*** Data for the task ***

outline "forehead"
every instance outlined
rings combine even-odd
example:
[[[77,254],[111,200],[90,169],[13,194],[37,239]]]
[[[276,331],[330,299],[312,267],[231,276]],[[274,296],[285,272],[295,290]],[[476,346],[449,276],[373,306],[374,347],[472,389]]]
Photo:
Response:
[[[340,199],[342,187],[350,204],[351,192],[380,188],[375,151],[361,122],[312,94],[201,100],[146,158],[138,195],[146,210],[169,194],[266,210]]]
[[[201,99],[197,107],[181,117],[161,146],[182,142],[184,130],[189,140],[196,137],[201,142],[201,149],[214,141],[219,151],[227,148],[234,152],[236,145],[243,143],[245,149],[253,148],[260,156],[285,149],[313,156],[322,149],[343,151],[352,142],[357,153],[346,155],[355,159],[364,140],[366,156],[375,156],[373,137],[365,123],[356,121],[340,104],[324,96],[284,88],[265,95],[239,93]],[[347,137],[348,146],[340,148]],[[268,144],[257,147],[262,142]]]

*** End of Data for the task ***

▶ [Exercise aim]: Retype the listing exactly. Leave nothing out.

▶ [Output for this task]:
outline "forehead"
every instance outlined
rings combine even-odd
example:
[[[77,254],[111,200],[90,169],[13,194],[37,239]]]
[[[276,331],[330,299],[312,267],[231,276]],[[274,296],[285,272],[295,290]],[[476,346],[449,276],[373,306],[374,347],[472,389]]]
Photo:
Response:
[[[340,199],[342,187],[350,204],[351,192],[380,188],[375,151],[361,122],[312,94],[201,100],[146,158],[138,195],[146,210],[169,194],[266,210]]]
[[[201,99],[197,107],[181,117],[161,146],[182,142],[184,130],[189,140],[196,137],[201,142],[201,149],[214,141],[219,151],[227,148],[234,152],[236,145],[243,143],[245,149],[253,148],[260,156],[285,149],[313,156],[322,149],[343,151],[352,142],[357,153],[346,155],[355,159],[364,140],[366,156],[375,156],[373,137],[365,123],[356,121],[340,104],[324,96],[284,88],[265,95],[239,93]],[[347,137],[348,146],[340,148]],[[268,144],[257,147],[262,142]]]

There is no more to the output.